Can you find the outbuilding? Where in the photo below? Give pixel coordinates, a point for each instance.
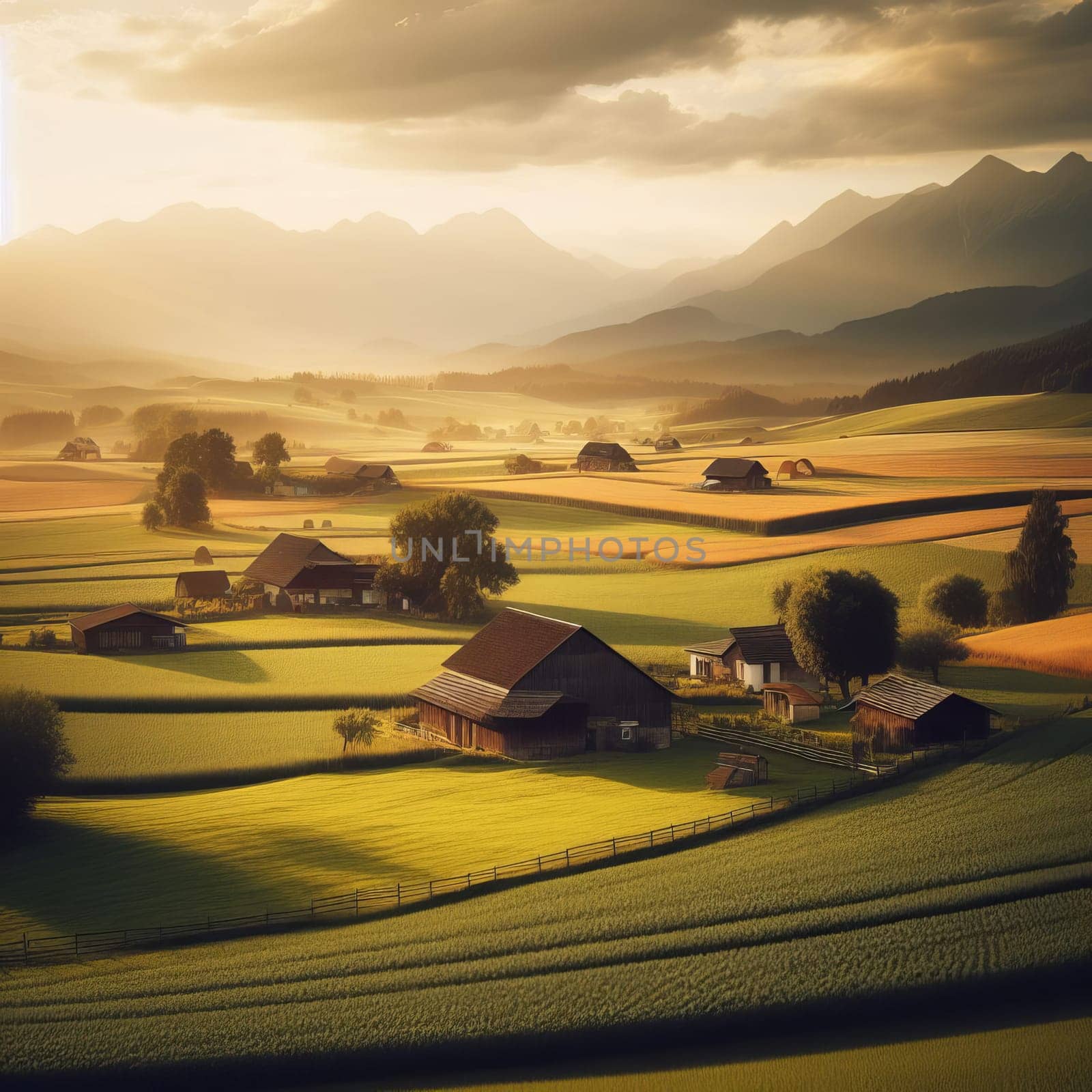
(533, 687)
(125, 629)
(898, 713)
(735, 475)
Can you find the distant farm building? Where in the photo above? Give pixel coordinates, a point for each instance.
(898, 713)
(371, 478)
(735, 475)
(80, 450)
(533, 687)
(298, 573)
(211, 584)
(753, 655)
(599, 456)
(127, 628)
(789, 702)
(796, 469)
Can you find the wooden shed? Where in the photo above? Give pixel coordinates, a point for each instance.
(898, 713)
(533, 687)
(298, 571)
(599, 456)
(207, 584)
(125, 629)
(790, 702)
(735, 475)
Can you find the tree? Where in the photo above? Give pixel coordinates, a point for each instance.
(152, 517)
(453, 532)
(1040, 571)
(358, 726)
(928, 648)
(33, 751)
(270, 451)
(842, 625)
(184, 500)
(959, 599)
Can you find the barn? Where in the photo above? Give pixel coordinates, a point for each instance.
(307, 573)
(533, 687)
(371, 478)
(789, 702)
(898, 713)
(127, 628)
(753, 655)
(735, 475)
(80, 450)
(599, 456)
(207, 584)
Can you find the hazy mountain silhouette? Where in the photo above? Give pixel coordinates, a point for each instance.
(994, 225)
(225, 283)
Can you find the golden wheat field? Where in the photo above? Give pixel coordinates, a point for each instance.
(1055, 647)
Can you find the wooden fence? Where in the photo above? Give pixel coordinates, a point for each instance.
(360, 901)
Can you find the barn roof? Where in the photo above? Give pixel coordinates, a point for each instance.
(906, 697)
(599, 449)
(733, 468)
(115, 614)
(207, 584)
(287, 555)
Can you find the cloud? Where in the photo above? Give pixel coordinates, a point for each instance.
(497, 83)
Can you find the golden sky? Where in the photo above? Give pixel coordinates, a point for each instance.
(642, 129)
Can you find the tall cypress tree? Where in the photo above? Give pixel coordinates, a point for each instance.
(1040, 571)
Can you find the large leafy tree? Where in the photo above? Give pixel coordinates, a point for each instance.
(1040, 571)
(33, 751)
(452, 562)
(844, 625)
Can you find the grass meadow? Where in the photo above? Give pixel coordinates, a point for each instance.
(933, 895)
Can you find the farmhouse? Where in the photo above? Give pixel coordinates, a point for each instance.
(80, 450)
(533, 687)
(307, 573)
(898, 713)
(371, 478)
(790, 702)
(598, 456)
(210, 584)
(735, 475)
(751, 655)
(127, 628)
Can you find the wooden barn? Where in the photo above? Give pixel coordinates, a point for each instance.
(735, 475)
(80, 450)
(371, 478)
(125, 629)
(532, 687)
(790, 702)
(599, 456)
(207, 584)
(898, 713)
(298, 571)
(753, 655)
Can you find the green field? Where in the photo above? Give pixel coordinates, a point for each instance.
(934, 895)
(160, 859)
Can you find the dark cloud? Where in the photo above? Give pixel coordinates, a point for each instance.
(496, 83)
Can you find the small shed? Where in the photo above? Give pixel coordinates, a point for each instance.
(207, 584)
(80, 450)
(127, 628)
(796, 469)
(790, 702)
(736, 475)
(599, 456)
(898, 713)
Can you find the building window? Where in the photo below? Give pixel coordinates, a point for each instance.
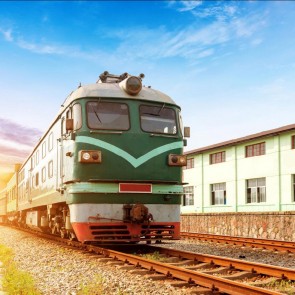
(50, 169)
(50, 142)
(188, 197)
(37, 179)
(37, 157)
(43, 174)
(189, 163)
(44, 149)
(256, 190)
(255, 149)
(217, 158)
(218, 193)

● ● ● ●

_WORK TO DO_: Beginning with the line that contains "Can you find the golden sky?", repeat every remaining line of the data exactly, the last line included, and omit pictures.

_ANSWER_:
Can you find the golden sky? Where in the photo above? Give pixel coordinates, a point for each instance.
(642, 129)
Can you find the tall cypress tree? Where in the photo above? Give pixel coordinates, a point for each instance.
(1040, 571)
Can you find the large leafy tree? Where in the photo above? Give pixel coordinates, a point for each instance.
(1040, 571)
(33, 751)
(452, 562)
(844, 625)
Can you find the grass meadow? Where in the photo above? Give pixel coordinates, a point for each instance.
(933, 895)
Can you find the farmhouse? Where in the photo above? Give pixel coordinates, a point for each instance.
(80, 450)
(533, 687)
(307, 573)
(898, 713)
(371, 478)
(790, 702)
(598, 456)
(210, 584)
(735, 475)
(751, 655)
(127, 628)
Can you find the wooden barn? Where in the photo above? Give pixel coordinates, a point for each instance.
(735, 475)
(80, 450)
(371, 478)
(125, 629)
(532, 687)
(790, 702)
(599, 456)
(207, 584)
(898, 713)
(298, 571)
(753, 655)
Can you find the green field? Where in the photo above? Give pixel coordinates, a point for each instance.
(934, 895)
(160, 859)
Can you find the dark cloud? Where in the photo above? Give pixel coordinates, a point for each instance.
(496, 83)
Can you find the small shed? Where in the photo above? Give pixel coordinates, a point for each instance.
(207, 584)
(80, 450)
(127, 628)
(796, 469)
(790, 702)
(736, 475)
(599, 456)
(898, 713)
Can you find the building window? Where in the photo below? Give pixel coordinates, a point for each instance.
(50, 169)
(50, 142)
(188, 197)
(37, 179)
(37, 157)
(43, 174)
(189, 163)
(44, 149)
(256, 190)
(255, 149)
(217, 158)
(218, 193)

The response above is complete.